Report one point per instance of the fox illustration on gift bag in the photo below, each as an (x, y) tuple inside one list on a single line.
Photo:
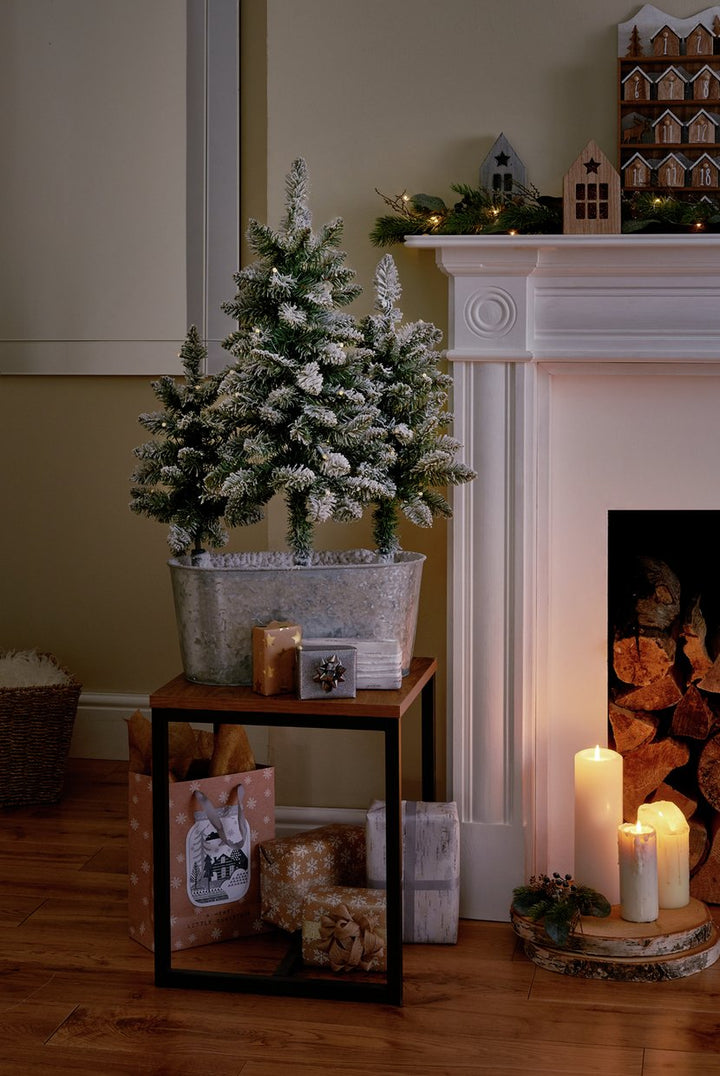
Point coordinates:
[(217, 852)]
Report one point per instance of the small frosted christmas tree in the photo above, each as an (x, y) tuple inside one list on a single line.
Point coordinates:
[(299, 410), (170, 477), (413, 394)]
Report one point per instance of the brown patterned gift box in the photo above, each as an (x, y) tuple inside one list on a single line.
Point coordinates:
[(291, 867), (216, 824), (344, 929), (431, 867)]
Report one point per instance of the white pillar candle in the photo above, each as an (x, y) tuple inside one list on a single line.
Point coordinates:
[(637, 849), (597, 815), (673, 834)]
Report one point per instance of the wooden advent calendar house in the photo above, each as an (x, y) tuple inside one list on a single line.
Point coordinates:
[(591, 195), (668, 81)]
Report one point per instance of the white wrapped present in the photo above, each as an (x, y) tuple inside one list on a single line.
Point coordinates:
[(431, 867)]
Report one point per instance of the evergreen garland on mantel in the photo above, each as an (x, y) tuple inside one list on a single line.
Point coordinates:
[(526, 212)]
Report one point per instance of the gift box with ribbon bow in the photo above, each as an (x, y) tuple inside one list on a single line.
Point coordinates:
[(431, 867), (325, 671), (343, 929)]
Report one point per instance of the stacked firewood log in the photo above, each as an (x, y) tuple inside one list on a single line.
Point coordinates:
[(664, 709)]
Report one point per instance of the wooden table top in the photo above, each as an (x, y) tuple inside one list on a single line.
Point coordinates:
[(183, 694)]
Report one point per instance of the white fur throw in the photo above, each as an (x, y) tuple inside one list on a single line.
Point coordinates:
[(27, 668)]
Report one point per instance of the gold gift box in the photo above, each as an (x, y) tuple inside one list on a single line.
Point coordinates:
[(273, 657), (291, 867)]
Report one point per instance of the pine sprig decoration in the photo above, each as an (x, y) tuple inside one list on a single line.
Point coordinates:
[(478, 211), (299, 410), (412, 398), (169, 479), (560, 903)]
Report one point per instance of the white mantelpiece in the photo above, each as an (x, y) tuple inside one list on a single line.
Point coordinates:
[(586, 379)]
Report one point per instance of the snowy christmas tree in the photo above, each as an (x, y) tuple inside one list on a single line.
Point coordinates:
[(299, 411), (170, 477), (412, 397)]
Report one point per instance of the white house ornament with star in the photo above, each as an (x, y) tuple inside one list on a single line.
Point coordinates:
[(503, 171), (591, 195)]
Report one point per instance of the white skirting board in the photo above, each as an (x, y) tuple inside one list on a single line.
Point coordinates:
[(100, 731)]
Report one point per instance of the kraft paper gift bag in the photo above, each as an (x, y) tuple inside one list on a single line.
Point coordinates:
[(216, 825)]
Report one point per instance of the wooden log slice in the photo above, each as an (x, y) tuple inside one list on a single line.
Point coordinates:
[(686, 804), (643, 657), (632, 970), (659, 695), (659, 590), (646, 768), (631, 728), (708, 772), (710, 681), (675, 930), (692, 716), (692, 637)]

----------------------------------------

### Task to carry out
With the pictures omitted, print each line of the data above precisely as given.

### Written response
Report one point per instance of the fox illustration on gift bag in the photo below, each as an (x, y) tuple inside one list on a single line.
Photo:
Point coordinates:
[(217, 852)]
Report one point per instance of the small frosted christmas tree in the photo above, each as an (x, y) tuple inside one list on a single line.
Point coordinates:
[(299, 410), (170, 477), (413, 394)]
Report one point per instance of the brown patterned gift box in the photo above, each as an (x, y) tuple inside one list on a single line.
Point coordinates:
[(291, 867), (216, 824), (344, 929), (431, 867)]
Report one point per instance of the white pillar candle in the photo above, each as an (x, y) tuple inside one list on a single line.
Point coordinates:
[(637, 849), (597, 815), (673, 834)]
Report one point per instance of the wooden advent calendar house in the photo above, each as an (x, y) tuple inside one list on a single line.
Point coordinates:
[(591, 195), (668, 81)]
Report one point per instance of the white wrapped present in the photo above, each as an (x, y) tuple inside one list on a single line.
Point coordinates:
[(431, 867)]
Report one point per instance of the evergreen garland on mantel in the photo above, each as an (x, y) tuple inside one list on a single line.
Point coordinates:
[(526, 212)]
Report one point per instance of the gift box with ribbon bow in the photo above, each as an (x, y) tuple inside one list on a single line.
Point coordinates:
[(431, 867), (325, 671), (343, 929)]
Report one point per instance of the stacked firewood log in the photo above, each as an (x, y) tuple inside one list on a single line.
Point coordinates:
[(664, 709)]
Report one point per instance of the wooden table top in the photo above, each as an (x, y) tuple inside one list on a single line.
Point coordinates:
[(183, 694)]
Report one point per instance of the white fur throw in the photo above, each as an (x, y) tuple inside one list on a single line.
Point coordinates:
[(27, 668)]
Report one point per instance of the gold gift box in the photo above, each as an (x, y) tuple inside one list on a single line.
Point coordinates:
[(273, 657), (291, 867)]
Report one point per instance of the pine sprig decoration in the photo above, each as an (x, y) tuple inside one list on a single line.
Point coordinates:
[(478, 211), (299, 410), (412, 398), (169, 479), (560, 903)]
Report one point per instance of the white mantelpiece in the photo above, each as an (x, y) tuple inside one list on a single line.
Point coordinates:
[(586, 379)]
Report one point per instance of the snowy christmas tree in the photo above, each as an (x, y) tuple inside one list on a single line.
Point coordinates:
[(299, 411), (170, 477), (412, 397)]
Report one point per instance of the white house ornament with star in the photo above, each as an (x, y) tuple inside one list on a single line.
Point coordinates:
[(503, 171), (591, 195)]
Report one point per instance of the white skirting board in the photo above, each as an (x, y) tuple inside one list on a single line.
Point coordinates:
[(100, 731)]
Report one point per instance of the kraft paper gift bag in the photo above, each as an (x, y) tuple inside one list on a single line.
Point coordinates:
[(216, 825)]
Report one point per instance of the wooden log slice in the photo above, each as an (x, y) tuple inside one list on a single line.
Point coordinates:
[(686, 804), (643, 657), (632, 970), (659, 695), (659, 590), (646, 768), (631, 728), (708, 772), (710, 681), (675, 930), (692, 716), (692, 637)]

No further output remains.